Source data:
|---|
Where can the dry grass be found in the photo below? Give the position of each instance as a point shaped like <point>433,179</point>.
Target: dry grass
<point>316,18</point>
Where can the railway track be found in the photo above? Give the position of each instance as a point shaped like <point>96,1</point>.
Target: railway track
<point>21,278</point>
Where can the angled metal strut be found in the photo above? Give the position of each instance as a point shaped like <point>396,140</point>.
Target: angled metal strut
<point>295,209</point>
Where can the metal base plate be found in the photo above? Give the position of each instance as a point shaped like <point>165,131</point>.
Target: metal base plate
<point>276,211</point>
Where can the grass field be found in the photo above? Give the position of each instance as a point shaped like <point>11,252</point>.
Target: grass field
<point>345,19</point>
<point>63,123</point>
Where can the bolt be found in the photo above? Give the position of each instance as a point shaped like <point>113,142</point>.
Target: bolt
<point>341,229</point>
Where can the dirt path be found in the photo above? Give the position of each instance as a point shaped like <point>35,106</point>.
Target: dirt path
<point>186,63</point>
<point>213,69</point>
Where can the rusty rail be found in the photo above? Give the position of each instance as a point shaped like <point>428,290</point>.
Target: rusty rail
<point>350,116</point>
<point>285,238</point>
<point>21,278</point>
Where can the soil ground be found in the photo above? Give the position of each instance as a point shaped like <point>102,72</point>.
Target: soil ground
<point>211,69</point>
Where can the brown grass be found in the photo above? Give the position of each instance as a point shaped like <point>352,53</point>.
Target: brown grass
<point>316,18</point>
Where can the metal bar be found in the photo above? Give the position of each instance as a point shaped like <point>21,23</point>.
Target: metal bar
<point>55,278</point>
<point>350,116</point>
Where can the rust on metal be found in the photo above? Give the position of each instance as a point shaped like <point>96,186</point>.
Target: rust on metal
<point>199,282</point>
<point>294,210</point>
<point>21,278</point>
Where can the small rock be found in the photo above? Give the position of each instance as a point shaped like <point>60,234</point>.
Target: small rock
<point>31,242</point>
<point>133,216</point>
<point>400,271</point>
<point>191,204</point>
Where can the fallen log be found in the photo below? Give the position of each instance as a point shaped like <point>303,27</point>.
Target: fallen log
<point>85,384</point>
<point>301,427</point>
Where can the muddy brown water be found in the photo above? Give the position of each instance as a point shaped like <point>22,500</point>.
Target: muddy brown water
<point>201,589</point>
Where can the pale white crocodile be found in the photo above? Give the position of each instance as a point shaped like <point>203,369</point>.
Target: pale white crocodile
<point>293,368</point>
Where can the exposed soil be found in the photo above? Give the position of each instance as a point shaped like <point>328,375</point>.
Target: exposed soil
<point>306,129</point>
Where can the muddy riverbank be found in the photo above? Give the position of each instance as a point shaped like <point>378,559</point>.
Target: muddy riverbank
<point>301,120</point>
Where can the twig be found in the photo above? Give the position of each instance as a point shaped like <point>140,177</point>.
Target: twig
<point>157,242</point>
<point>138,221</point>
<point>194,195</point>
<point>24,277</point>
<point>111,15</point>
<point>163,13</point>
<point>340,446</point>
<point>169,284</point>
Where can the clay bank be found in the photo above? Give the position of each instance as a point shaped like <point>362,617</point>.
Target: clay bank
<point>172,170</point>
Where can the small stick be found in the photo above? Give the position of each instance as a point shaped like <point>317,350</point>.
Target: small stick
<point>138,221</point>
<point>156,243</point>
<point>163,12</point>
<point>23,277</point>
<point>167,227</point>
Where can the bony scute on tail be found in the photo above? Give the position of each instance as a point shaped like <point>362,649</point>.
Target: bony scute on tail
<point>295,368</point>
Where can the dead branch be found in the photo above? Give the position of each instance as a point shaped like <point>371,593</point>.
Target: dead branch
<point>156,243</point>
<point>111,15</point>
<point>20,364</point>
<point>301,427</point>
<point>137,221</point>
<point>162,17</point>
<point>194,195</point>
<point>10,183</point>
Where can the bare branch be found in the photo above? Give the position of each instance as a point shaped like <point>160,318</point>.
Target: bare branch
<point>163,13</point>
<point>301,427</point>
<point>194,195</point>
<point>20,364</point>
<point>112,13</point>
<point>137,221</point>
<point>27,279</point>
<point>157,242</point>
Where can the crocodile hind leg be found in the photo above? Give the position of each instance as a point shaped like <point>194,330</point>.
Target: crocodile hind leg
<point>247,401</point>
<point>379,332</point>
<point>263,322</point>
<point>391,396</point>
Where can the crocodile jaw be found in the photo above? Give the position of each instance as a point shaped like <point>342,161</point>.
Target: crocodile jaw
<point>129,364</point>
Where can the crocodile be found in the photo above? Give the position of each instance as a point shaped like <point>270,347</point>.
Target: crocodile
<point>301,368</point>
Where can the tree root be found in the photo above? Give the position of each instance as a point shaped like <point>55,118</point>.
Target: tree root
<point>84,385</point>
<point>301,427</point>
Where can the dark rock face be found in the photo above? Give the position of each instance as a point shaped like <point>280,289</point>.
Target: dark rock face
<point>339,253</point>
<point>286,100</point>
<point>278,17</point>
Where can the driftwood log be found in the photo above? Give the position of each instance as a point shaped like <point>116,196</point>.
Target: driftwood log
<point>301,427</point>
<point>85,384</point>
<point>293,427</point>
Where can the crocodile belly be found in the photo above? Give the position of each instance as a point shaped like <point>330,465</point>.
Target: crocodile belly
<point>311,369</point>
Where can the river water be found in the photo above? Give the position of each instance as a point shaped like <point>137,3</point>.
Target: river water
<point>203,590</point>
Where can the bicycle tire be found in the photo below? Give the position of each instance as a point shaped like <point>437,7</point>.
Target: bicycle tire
|---|
▶ _Task prompt_: Please format every row above as a JSON list of strings, with one string per line and no blank lines.

▶ _Solution for this problem_:
[
  "Where can the dry grass be found in the photo below? Give the position of each instance as a point shaped like <point>433,179</point>.",
  "Target: dry grass",
  "<point>316,18</point>",
  "Where can the railway track be found in the photo above? Give the position of each instance as a point shaped like <point>96,1</point>.",
  "Target: railway track",
  "<point>21,278</point>",
  "Where can the angled metal strut be found in the photo above? Give the position of each instance as a point shaped like <point>396,140</point>.",
  "Target: angled metal strut",
  "<point>295,209</point>",
  "Where can the metal base plate be found in the photo above? Give the position of each instance as a point shaped like <point>165,131</point>.",
  "Target: metal base plate",
  "<point>276,211</point>",
  "Where can the grass field be found in the photo above? Give the position of each instance as a point shaped like <point>11,252</point>.",
  "Target: grass field",
  "<point>345,19</point>",
  "<point>63,123</point>",
  "Where can the bolt be found in the photo above? Give the position of each instance as a point shaped like <point>113,142</point>.",
  "Target: bolt",
  "<point>341,229</point>",
  "Where can the dirt path be found in the photo above? Give the position of each instance as a point shaped like <point>35,106</point>.",
  "Target: dirt path",
  "<point>186,63</point>",
  "<point>213,69</point>",
  "Where can the rusty rail be found in the photo above? Give the position of each instance as a point shaped like <point>428,290</point>.",
  "Target: rusty rail",
  "<point>350,116</point>",
  "<point>285,238</point>",
  "<point>21,278</point>",
  "Where can the soil ground be found in the photo above? Give the position of each instance as a point shaped like <point>102,72</point>.",
  "Target: soil ground",
  "<point>211,69</point>",
  "Where can the brown grass be found in the photo above? Give the position of each instance as a point shaped like <point>352,53</point>.",
  "Target: brown grass",
  "<point>316,18</point>",
  "Where can the metal bar be found in the photo above? Give the position of each instance as a point shaped like <point>21,23</point>.",
  "Target: metal bar",
  "<point>55,278</point>",
  "<point>350,116</point>",
  "Where can the rust on metal be found in the photo above? Give the position of each instance as a point shaped like <point>96,186</point>.",
  "Target: rust on metal",
  "<point>199,282</point>",
  "<point>294,210</point>",
  "<point>21,278</point>",
  "Where can the small rock be found in the photo above? Give the position of each instance as a point shaped like <point>60,234</point>.",
  "Target: small rock",
  "<point>31,242</point>",
  "<point>133,216</point>",
  "<point>400,271</point>",
  "<point>191,204</point>",
  "Where can the fallen log be found in the photo below? Give the position of each instance as a point shaped like <point>303,27</point>.",
  "Target: fallen log",
  "<point>85,384</point>",
  "<point>301,427</point>",
  "Where can the muddy brown water be found in the photo above? Give the position of each instance as a point shaped like <point>22,500</point>.",
  "Target: muddy brown water",
  "<point>201,589</point>",
  "Where can the pale white crocodile be found in the photo above? Give the position of each instance as a point shaped like <point>203,369</point>.",
  "Target: pale white crocodile",
  "<point>293,368</point>",
  "Where can the exposed soil be found in the photo above? Give the position of each instance as a point shaped like <point>328,375</point>.",
  "Target: exposed soil",
  "<point>306,129</point>",
  "Where can the muddy riverbank be found in the photo above? Give the position of each instance as a point shaped like <point>378,559</point>.",
  "Target: muddy riverbank",
  "<point>301,120</point>",
  "Where can the twig be found in the photo above? Give the position of each instance as a point shaped like <point>140,177</point>.",
  "Target: twig",
  "<point>157,242</point>",
  "<point>138,221</point>",
  "<point>194,195</point>",
  "<point>24,277</point>",
  "<point>111,15</point>",
  "<point>163,13</point>",
  "<point>340,446</point>",
  "<point>169,284</point>",
  "Where can the clay bank be found in the photo above? Give the position of each instance as a point shaped like <point>362,617</point>.",
  "Target: clay bank",
  "<point>172,170</point>",
  "Where can the small stick be found in the photo above? Give the position of each instance as a point shaped like <point>317,350</point>.",
  "Target: small stick",
  "<point>138,221</point>",
  "<point>156,243</point>",
  "<point>163,12</point>",
  "<point>23,277</point>",
  "<point>167,227</point>",
  "Where can the bony scute on tail be found in the photo above? Give the position of each instance as a point shaped like <point>362,649</point>.",
  "Target: bony scute on tail",
  "<point>295,368</point>",
  "Where can the dead branch be found in the photo above? Give the position of each instance as a point shaped like <point>371,593</point>.",
  "Target: dead branch",
  "<point>156,243</point>",
  "<point>111,15</point>",
  "<point>20,364</point>",
  "<point>301,427</point>",
  "<point>137,221</point>",
  "<point>162,17</point>",
  "<point>194,195</point>",
  "<point>10,183</point>",
  "Where can the bare branch be found in the photo above? Give the position of each instance as a point shaped like <point>160,318</point>.",
  "Target: bare branch",
  "<point>163,13</point>",
  "<point>301,427</point>",
  "<point>194,195</point>",
  "<point>20,364</point>",
  "<point>112,13</point>",
  "<point>137,221</point>",
  "<point>27,279</point>",
  "<point>157,242</point>",
  "Where can the crocodile hind leg be found in the photo above? Give the position of each instance as a point shaped like <point>194,330</point>.",
  "Target: crocodile hind leg",
  "<point>247,401</point>",
  "<point>379,332</point>",
  "<point>263,322</point>",
  "<point>391,396</point>",
  "Where can the crocodile jaw be found in the photo above? Give the position of each instance as a point shaped like <point>342,161</point>.",
  "Target: crocodile jaw",
  "<point>129,364</point>",
  "Where can the crocodile be found in the photo above? Give the position of each instance as a point shaped like <point>270,347</point>.",
  "Target: crocodile",
  "<point>301,368</point>",
  "Where can the tree root be found in the photo above? Give the position of each instance as a point shaped like <point>55,118</point>.",
  "Target: tree root",
  "<point>84,385</point>",
  "<point>301,427</point>",
  "Where can the dark rock face be found in the photo above? Give the position of each instance as a point shaped like <point>280,289</point>.",
  "Target: dark rock face",
  "<point>339,253</point>",
  "<point>286,100</point>",
  "<point>278,17</point>",
  "Where can the driftwood log be found in the photo above? Give the position of each instance as a point shaped like <point>116,196</point>.",
  "Target: driftwood log",
  "<point>301,427</point>",
  "<point>85,384</point>",
  "<point>293,427</point>",
  "Where can the crocodile belly be found in the photo above? Give the position of each instance as a point shaped like <point>330,465</point>.",
  "Target: crocodile belly",
  "<point>311,369</point>",
  "Where can the river water be found in the photo above? Give the position of each instance as a point shaped like <point>137,3</point>.",
  "Target: river water",
  "<point>203,590</point>",
  "Where can the bicycle tire be found in the photo below? Give the position of each instance as a point shaped like <point>437,7</point>.",
  "Target: bicycle tire"
]